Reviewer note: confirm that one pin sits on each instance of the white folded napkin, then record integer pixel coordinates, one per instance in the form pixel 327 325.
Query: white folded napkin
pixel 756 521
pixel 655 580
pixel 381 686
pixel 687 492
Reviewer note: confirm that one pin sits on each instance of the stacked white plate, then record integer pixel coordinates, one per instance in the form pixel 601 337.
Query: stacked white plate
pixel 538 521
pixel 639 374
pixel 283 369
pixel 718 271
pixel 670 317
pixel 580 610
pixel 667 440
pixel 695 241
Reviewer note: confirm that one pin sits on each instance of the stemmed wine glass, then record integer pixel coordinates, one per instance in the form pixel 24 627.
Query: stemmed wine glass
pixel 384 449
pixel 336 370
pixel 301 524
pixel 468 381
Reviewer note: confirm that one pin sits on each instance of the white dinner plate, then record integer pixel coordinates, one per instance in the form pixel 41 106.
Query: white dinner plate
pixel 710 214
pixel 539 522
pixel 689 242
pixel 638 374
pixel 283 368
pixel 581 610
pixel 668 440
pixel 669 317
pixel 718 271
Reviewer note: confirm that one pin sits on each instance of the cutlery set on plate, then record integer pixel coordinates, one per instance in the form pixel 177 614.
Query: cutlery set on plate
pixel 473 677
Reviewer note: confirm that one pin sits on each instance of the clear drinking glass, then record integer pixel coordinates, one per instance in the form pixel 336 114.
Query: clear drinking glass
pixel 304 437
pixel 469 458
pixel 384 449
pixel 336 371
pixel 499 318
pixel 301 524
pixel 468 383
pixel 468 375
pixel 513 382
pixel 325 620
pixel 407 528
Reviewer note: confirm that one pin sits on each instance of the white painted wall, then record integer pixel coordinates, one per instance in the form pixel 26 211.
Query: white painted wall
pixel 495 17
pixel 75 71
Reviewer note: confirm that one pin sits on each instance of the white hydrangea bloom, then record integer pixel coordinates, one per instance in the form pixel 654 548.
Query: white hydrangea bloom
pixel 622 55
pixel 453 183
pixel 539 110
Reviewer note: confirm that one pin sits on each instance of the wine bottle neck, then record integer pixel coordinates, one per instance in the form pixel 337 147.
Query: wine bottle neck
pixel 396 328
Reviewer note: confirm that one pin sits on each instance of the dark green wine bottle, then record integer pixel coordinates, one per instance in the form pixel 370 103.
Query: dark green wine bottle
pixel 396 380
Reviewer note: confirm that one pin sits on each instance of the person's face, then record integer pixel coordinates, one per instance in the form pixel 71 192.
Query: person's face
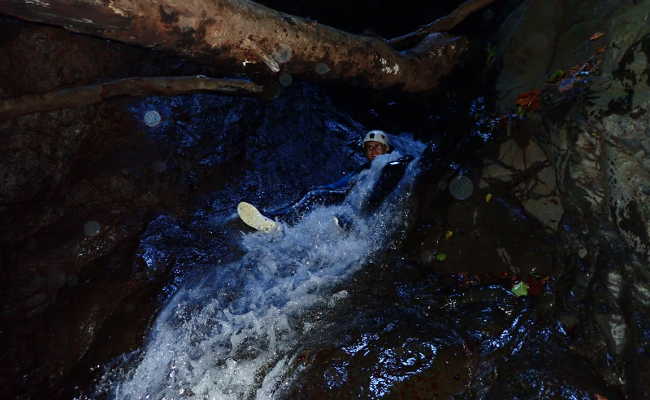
|---|
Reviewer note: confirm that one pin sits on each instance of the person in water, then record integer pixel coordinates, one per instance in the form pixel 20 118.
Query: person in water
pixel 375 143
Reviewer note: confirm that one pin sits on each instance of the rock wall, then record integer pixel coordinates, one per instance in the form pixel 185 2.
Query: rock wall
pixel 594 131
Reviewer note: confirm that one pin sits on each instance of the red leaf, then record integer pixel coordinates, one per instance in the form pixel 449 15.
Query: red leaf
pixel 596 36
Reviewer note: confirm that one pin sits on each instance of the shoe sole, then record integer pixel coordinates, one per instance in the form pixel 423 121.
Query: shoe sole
|---|
Activity:
Which lines of the data include "shoe"? Copy each of them.

Result for this task:
Reviewer note: confirm that one pin sits on each instance of the shoe sole, then record integer pixel coordinates, one per instance in the form pixel 423 121.
Query: shoe sole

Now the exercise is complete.